**Requirement**
Could you restate every record below word for word?

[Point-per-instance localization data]
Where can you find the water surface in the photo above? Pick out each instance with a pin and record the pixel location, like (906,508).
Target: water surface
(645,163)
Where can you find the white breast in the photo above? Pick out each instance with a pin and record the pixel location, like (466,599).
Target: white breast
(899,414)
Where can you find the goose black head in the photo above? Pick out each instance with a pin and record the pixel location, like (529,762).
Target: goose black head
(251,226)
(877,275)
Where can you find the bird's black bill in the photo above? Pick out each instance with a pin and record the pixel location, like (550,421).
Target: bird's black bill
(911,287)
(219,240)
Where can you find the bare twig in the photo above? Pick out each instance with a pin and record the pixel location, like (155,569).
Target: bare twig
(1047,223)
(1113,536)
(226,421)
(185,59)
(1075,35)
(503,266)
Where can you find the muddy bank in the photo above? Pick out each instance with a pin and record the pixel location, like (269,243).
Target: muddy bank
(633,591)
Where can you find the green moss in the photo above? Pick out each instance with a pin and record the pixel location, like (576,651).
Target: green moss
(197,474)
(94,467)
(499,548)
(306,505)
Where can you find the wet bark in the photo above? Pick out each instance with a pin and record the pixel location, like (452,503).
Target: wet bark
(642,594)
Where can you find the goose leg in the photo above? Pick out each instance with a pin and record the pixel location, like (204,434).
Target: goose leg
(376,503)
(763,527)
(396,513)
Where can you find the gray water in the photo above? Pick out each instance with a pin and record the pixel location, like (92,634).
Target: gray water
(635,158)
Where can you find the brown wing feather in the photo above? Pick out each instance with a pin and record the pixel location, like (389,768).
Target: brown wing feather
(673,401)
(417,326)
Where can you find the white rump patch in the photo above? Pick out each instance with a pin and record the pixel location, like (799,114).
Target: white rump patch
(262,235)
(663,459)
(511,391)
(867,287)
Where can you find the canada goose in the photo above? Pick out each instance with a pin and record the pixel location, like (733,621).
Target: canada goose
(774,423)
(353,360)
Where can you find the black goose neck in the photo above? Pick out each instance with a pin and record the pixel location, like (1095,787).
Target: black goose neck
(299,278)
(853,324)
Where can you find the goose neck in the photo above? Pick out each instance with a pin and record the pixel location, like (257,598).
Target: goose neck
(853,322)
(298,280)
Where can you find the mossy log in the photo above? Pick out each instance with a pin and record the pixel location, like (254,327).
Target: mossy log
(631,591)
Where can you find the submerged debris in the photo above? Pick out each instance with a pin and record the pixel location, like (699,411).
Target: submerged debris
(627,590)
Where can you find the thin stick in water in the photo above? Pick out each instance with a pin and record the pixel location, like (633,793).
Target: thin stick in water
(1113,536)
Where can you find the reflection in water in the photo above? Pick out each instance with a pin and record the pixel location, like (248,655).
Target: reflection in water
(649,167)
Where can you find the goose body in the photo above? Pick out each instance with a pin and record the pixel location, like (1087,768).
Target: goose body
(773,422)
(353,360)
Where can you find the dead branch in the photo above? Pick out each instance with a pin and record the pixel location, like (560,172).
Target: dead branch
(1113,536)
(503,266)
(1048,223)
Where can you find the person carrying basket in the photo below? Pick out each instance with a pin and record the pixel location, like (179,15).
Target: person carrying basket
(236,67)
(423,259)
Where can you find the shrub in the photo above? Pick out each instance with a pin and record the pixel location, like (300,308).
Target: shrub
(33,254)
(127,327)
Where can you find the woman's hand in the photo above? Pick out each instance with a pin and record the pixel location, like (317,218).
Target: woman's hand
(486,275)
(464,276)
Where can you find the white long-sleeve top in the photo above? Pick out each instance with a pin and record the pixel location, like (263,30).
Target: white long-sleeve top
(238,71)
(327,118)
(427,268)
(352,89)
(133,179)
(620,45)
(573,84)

**Response to the task**
Where can you find the water surface in the photo above? Pick out each instance with a pin and record the pixel location, like (906,508).
Target: water surface
(645,163)
Where can you find the white breast in the photo above? Pick out each instance with a pin and record the pixel location, like (466,599).
Target: white breast
(899,414)
Where can you find the goose black head in the photo above? Pick out each instance with a pin and record the pixel location, like (529,762).
Target: goose black head
(251,226)
(877,275)
Where can you find the bird's black bill in the photo above? Pick out each instance with a pin and record the pixel location, like (550,421).
Target: bird's black bill
(911,287)
(219,240)
Where can you find the bare twig in the photo above? Pick out each instance with a pin and record the pixel location, like (155,569).
Target: bare twig
(1047,223)
(1113,536)
(226,421)
(185,59)
(1075,35)
(503,266)
Where can you find the muddy bank in the photo above? Pick out each instance with a pin and record the pixel location, like (269,243).
Target: muddy bank
(633,591)
Where can you find the green moss in the photo above? Pick out each instance with a pin and record the pixel location, like (576,651).
Target: green moss
(197,474)
(94,467)
(499,548)
(306,505)
Where can you find the wet bark in the photo above? Pick out each instance with a pin and record the pixel location, like (452,503).
Target: wet bark
(642,594)
Where can you find the goose leg in the photo above? Pick out each instance with a pin and record the pixel location, like (204,434).
Target: goose leg
(376,503)
(763,527)
(396,513)
Where can you find the gray water in the photo above? Pick out each instance with a pin and record the pixel location, like (92,634).
Target: gray water
(635,158)
Where can you find the brown wing feather in the photo above? Pick out each instance with a pin and record the pixel location, like (389,768).
Target: brown wing feather
(673,401)
(417,326)
Where can you find the white rump patch in the photo above? Pick out each instance with a pin and record the pixel location, like (799,114).
Target: white rump patch
(262,235)
(663,459)
(511,391)
(867,287)
Where can you find the canada goose in the photo above? Pick out each instance with a pin and record the pixel location, like (733,621).
Target: canada goose
(774,423)
(353,360)
Where can you find the black goose neck in the photo above? Pick out each instance with a pin and record the pixel location, like (1095,787).
Target: black goose neck
(299,278)
(853,324)
Where can you find the goose neck in the photo above? Pick out each instance with a pin and record the pixel location, like (257,598).
Target: goose neck
(853,322)
(298,280)
Where can you find the mossy log in the photo above? Pick out each instance with a pin and record the pixel location, like (254,327).
Target: mossy log
(631,591)
Where can you find the submerged debris in the photo above? Pick out each instance with a pin and record the pixel location, like (699,411).
Target: submerged debris
(627,590)
Where can you find the thin stick in water in the photo above? Pick out each instance with a pin and record the pixel location, like (633,793).
Target: thin stick in water
(1113,536)
Where can you find the reflection in water in the photo above? Pick out each instance with a pin and record the pixel location, like (248,655).
Target: reflection in water
(649,167)
Where can you find the goose body in the photo above? Pick out each instance with a pin and record the pixel location, like (1087,768).
Target: goose body
(773,422)
(353,360)
Where can you find the dead branch in the photo above? Pick out each instance with a pin and record the pixel location, like (560,172).
Target: dead branch
(1113,536)
(503,266)
(1048,223)
Where can you find the person carrying basket in the photo below? Pick out each instance with a pin and record the pixel location, like (179,15).
Target: person carrying basket
(236,67)
(423,259)
Where can you find the shrub in the photo above? Pick out each instance with a pin and record the pixel location, like (300,308).
Target: shrub
(33,254)
(127,327)
Where can you find the woman's hand in the photo above? Pick out each instance with a pin and record the pixel location, like (317,218).
Target: woman's hand
(486,275)
(464,276)
Where can you find the white long-sleeve top in the photo above? Pick out each instance with a pin and record the pixel location, like (263,30).
Target: white long-sleeve top
(238,71)
(327,118)
(427,268)
(352,89)
(133,179)
(620,45)
(573,84)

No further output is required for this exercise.